*** Source material
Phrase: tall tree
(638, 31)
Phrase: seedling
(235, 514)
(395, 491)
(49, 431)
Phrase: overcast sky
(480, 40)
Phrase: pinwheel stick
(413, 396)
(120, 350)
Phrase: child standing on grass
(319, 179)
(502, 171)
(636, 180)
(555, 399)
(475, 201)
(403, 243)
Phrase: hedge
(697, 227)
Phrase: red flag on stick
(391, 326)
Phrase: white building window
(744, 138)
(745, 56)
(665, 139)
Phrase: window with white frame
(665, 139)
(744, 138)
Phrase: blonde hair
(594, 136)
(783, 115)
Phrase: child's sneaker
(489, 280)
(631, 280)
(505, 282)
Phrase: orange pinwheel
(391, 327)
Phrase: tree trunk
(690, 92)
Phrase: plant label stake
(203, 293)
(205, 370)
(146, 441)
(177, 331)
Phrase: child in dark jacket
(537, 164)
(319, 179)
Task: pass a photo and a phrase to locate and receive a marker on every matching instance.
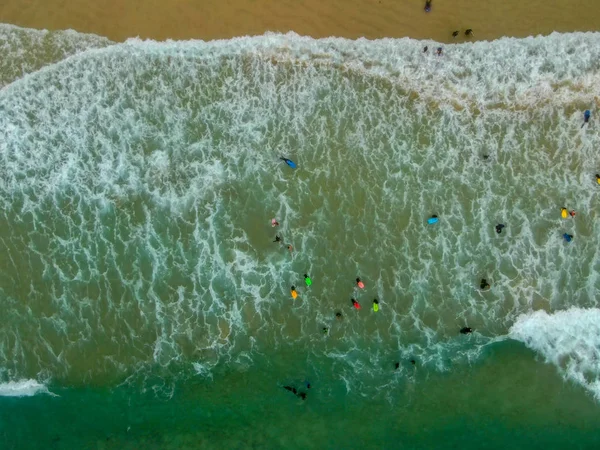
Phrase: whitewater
(139, 181)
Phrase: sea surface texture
(144, 304)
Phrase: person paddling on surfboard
(375, 305)
(289, 162)
(307, 280)
(586, 117)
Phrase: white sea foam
(23, 388)
(25, 50)
(140, 180)
(568, 339)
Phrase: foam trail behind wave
(23, 388)
(25, 50)
(568, 339)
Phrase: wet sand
(214, 19)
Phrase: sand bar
(214, 19)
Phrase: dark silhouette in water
(291, 389)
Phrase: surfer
(586, 117)
(289, 162)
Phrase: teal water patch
(506, 401)
(139, 263)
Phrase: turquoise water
(145, 303)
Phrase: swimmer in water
(586, 117)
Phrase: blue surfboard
(289, 162)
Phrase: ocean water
(144, 304)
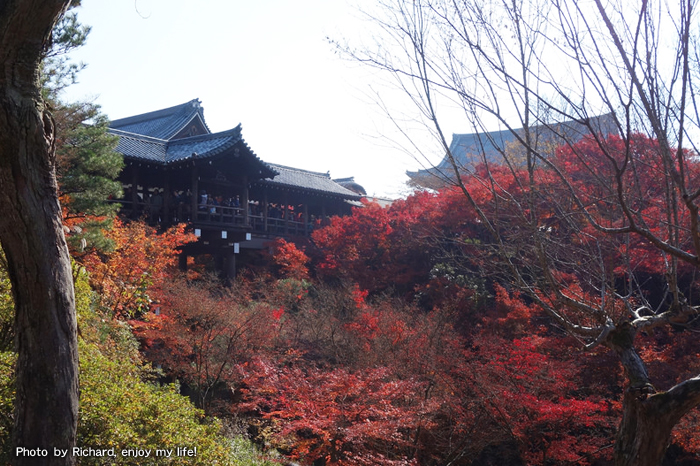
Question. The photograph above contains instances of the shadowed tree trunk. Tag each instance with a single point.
(31, 234)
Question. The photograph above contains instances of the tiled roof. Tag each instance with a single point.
(296, 178)
(203, 146)
(470, 149)
(162, 124)
(140, 147)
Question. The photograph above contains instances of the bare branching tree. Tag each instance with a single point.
(574, 199)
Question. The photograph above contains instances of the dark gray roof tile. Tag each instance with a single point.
(162, 124)
(296, 178)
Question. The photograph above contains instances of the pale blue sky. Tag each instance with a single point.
(263, 63)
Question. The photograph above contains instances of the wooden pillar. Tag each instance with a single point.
(182, 261)
(285, 215)
(195, 194)
(134, 190)
(265, 206)
(244, 202)
(167, 216)
(230, 271)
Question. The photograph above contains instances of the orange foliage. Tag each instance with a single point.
(141, 260)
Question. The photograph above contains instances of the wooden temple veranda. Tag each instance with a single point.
(177, 170)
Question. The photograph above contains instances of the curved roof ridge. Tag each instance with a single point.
(236, 131)
(121, 132)
(319, 174)
(165, 123)
(194, 103)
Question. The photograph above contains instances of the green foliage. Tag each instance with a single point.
(7, 403)
(57, 72)
(7, 307)
(87, 162)
(121, 406)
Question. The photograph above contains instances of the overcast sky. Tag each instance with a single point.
(266, 64)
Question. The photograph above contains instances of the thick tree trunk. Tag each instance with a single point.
(648, 417)
(31, 234)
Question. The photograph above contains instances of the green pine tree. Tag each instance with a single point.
(87, 164)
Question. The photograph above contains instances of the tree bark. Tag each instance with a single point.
(648, 417)
(46, 406)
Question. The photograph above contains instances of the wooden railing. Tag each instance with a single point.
(218, 215)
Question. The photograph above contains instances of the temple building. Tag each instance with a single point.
(472, 149)
(177, 170)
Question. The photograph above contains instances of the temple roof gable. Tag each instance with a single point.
(169, 123)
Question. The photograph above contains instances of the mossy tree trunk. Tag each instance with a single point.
(648, 417)
(32, 237)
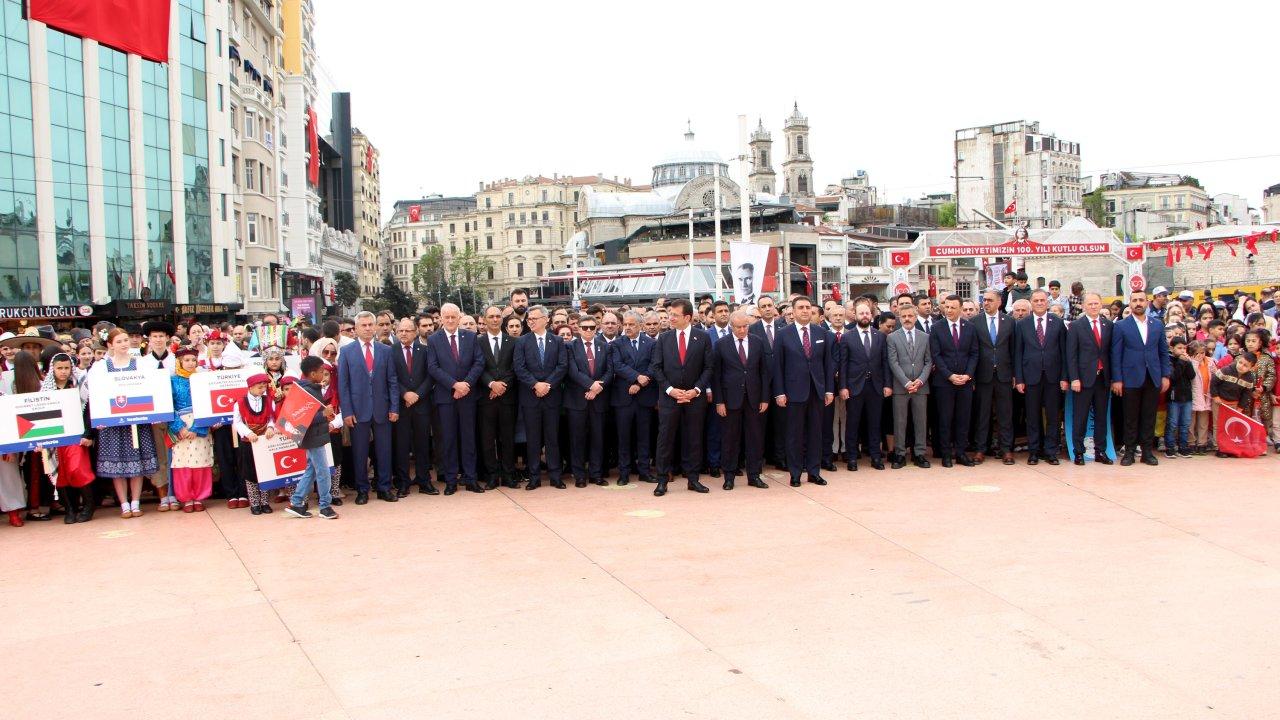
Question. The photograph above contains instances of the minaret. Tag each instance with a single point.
(798, 168)
(762, 178)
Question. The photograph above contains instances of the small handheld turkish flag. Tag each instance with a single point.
(1238, 434)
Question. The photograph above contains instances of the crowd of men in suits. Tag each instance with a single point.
(670, 391)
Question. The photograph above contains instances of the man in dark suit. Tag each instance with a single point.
(497, 404)
(995, 376)
(740, 381)
(954, 350)
(540, 364)
(634, 396)
(803, 383)
(414, 428)
(1040, 350)
(586, 400)
(370, 402)
(1088, 369)
(775, 422)
(681, 365)
(1139, 373)
(455, 361)
(864, 383)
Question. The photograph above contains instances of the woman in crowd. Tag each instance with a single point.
(192, 463)
(118, 458)
(71, 466)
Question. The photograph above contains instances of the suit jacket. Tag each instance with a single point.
(906, 364)
(501, 368)
(668, 372)
(580, 377)
(860, 365)
(412, 378)
(995, 355)
(368, 396)
(950, 359)
(530, 369)
(1032, 363)
(1083, 352)
(627, 365)
(732, 382)
(446, 372)
(796, 376)
(1132, 360)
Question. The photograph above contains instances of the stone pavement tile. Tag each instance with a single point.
(680, 684)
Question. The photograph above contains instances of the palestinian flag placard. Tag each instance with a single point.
(49, 418)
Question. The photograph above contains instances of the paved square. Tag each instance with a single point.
(995, 592)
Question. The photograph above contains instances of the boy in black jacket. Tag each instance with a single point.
(314, 441)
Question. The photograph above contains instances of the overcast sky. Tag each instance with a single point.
(453, 94)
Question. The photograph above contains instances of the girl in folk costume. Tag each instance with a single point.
(255, 418)
(192, 461)
(71, 468)
(117, 456)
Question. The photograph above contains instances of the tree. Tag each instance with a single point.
(1096, 208)
(346, 290)
(947, 213)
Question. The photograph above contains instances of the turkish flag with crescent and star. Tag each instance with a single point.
(289, 461)
(1238, 434)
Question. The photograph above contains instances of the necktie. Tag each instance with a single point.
(1097, 338)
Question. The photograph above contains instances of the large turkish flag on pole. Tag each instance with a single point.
(1239, 434)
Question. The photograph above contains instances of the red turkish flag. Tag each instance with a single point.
(289, 461)
(1238, 434)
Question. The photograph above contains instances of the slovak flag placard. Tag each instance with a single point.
(128, 397)
(215, 393)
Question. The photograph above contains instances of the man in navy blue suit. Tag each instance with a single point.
(954, 349)
(414, 428)
(455, 360)
(1088, 369)
(370, 402)
(803, 383)
(1139, 373)
(740, 382)
(540, 365)
(1040, 349)
(681, 365)
(864, 383)
(586, 400)
(634, 396)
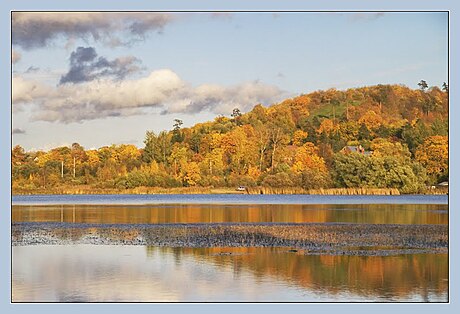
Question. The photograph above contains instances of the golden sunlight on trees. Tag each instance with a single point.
(309, 141)
(433, 154)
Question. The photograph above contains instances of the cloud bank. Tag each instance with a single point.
(85, 66)
(38, 29)
(162, 89)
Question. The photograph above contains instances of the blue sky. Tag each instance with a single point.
(194, 66)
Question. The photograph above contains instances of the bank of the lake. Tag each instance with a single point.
(87, 189)
(314, 238)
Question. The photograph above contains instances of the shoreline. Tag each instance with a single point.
(310, 238)
(88, 190)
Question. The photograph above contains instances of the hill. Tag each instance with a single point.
(383, 136)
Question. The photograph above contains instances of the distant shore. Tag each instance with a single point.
(310, 238)
(76, 190)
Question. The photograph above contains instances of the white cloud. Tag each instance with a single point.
(38, 29)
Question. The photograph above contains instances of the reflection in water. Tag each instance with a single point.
(137, 273)
(216, 213)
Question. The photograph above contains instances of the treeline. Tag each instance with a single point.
(384, 136)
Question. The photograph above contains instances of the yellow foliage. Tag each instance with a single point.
(371, 119)
(327, 126)
(298, 137)
(433, 154)
(306, 157)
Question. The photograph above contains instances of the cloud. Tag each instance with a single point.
(85, 65)
(15, 56)
(162, 89)
(32, 69)
(38, 29)
(18, 131)
(369, 16)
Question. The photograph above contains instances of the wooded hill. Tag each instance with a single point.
(384, 136)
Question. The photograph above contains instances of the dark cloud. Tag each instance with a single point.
(85, 65)
(161, 89)
(18, 131)
(38, 29)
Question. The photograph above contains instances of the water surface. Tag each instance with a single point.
(219, 213)
(227, 199)
(93, 273)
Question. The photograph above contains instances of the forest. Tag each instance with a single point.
(383, 136)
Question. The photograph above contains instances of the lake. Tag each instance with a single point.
(94, 273)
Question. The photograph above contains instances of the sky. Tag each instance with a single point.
(99, 78)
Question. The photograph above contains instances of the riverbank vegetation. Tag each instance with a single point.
(361, 139)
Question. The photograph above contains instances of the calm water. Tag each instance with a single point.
(218, 213)
(140, 273)
(227, 199)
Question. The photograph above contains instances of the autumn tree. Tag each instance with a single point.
(433, 154)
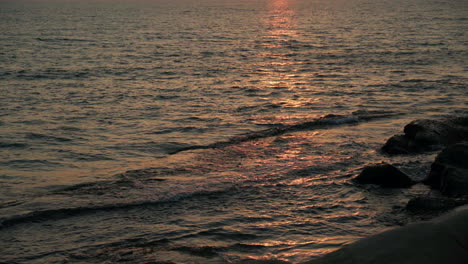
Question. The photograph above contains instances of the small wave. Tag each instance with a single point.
(31, 164)
(63, 213)
(64, 39)
(12, 145)
(322, 122)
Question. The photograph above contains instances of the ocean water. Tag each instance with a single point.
(213, 131)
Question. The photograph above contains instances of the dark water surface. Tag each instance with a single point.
(212, 131)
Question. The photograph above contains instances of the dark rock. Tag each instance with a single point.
(449, 171)
(384, 175)
(441, 240)
(425, 135)
(428, 204)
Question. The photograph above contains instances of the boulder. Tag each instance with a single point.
(426, 204)
(439, 241)
(449, 171)
(384, 175)
(425, 135)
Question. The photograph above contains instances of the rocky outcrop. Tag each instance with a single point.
(425, 135)
(433, 204)
(449, 172)
(439, 241)
(384, 175)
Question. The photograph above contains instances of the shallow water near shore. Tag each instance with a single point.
(213, 131)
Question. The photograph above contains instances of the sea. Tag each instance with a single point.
(213, 131)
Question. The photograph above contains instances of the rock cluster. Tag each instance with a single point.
(449, 172)
(425, 135)
(384, 175)
(441, 240)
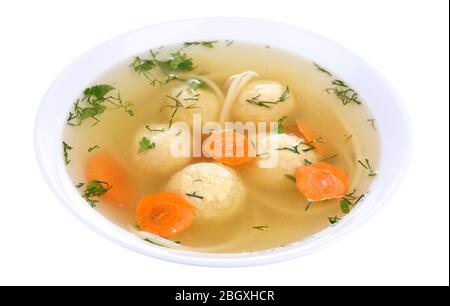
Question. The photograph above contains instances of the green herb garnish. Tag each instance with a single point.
(176, 62)
(322, 69)
(372, 122)
(195, 195)
(154, 130)
(346, 202)
(280, 128)
(66, 149)
(195, 84)
(93, 190)
(366, 164)
(329, 158)
(269, 104)
(207, 44)
(343, 92)
(334, 220)
(261, 227)
(177, 105)
(145, 144)
(94, 101)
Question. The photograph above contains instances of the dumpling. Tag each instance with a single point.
(263, 101)
(151, 149)
(188, 99)
(214, 190)
(280, 155)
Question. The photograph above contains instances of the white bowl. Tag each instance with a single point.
(382, 100)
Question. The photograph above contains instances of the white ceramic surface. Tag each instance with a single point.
(382, 100)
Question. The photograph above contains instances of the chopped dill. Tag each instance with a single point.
(261, 227)
(176, 107)
(176, 62)
(322, 69)
(145, 144)
(90, 149)
(93, 190)
(207, 44)
(66, 149)
(334, 220)
(290, 177)
(280, 128)
(372, 122)
(348, 137)
(269, 104)
(308, 146)
(366, 165)
(195, 195)
(346, 202)
(94, 102)
(343, 92)
(154, 130)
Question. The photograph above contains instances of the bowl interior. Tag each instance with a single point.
(383, 102)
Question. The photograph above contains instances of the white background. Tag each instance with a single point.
(407, 243)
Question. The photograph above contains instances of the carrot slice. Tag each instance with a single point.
(164, 214)
(104, 167)
(229, 147)
(322, 181)
(308, 136)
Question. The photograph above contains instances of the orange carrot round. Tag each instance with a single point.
(164, 214)
(309, 137)
(322, 181)
(104, 167)
(228, 147)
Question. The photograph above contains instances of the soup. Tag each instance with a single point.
(221, 146)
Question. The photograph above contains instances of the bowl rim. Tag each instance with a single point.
(72, 200)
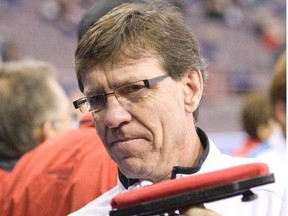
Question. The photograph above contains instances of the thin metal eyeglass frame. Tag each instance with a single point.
(147, 83)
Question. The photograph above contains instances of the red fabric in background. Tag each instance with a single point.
(199, 181)
(59, 176)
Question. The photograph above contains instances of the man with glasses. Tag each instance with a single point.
(142, 76)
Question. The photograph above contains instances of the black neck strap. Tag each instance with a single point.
(176, 169)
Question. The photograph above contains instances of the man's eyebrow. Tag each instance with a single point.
******
_Exercise requirements_
Everything from the line containing "interior. Tag each instance with a single point." to the last line of the listing above must be reproduced exactly, with no pictures included.

_Finished exercise_
Question. The photograph above contains instances of the bowl interior. Tag each instance with a single point.
(383, 102)
Question. The photograph above contains instances of the white background. Tag each instance with a single point.
(407, 243)
Question. The photograph above contains instances of the carrot slice. Tag each instance with a single point.
(164, 214)
(104, 167)
(229, 147)
(322, 181)
(308, 136)
Question. The photograph above contains instances of the orange carrot round. Tag each instance with a single point.
(164, 214)
(309, 137)
(322, 181)
(104, 167)
(228, 147)
Question. The photograph above contains instances of the soup. Tag each instance with a single point.
(221, 146)
Question. The photograph above contains instances of the bowl rim. Tag each instance with a single point.
(72, 200)
Question. The photograph above contains instances of the thin metal eyeglass frame. Tag each instance with a single point.
(147, 83)
Question. The photograph above contains instances of the red fabric in background. Tag each instance with a single point.
(199, 181)
(59, 176)
Question. The photograph above contains instances of the man with glasses. Tag each instance with a single point.
(142, 76)
Question. The photograph above contains instances of the black neck strap. Tag each instance with a single point.
(176, 169)
Question. The photograph above contains instances of the man's eyebrow. Tag each instance with a single point.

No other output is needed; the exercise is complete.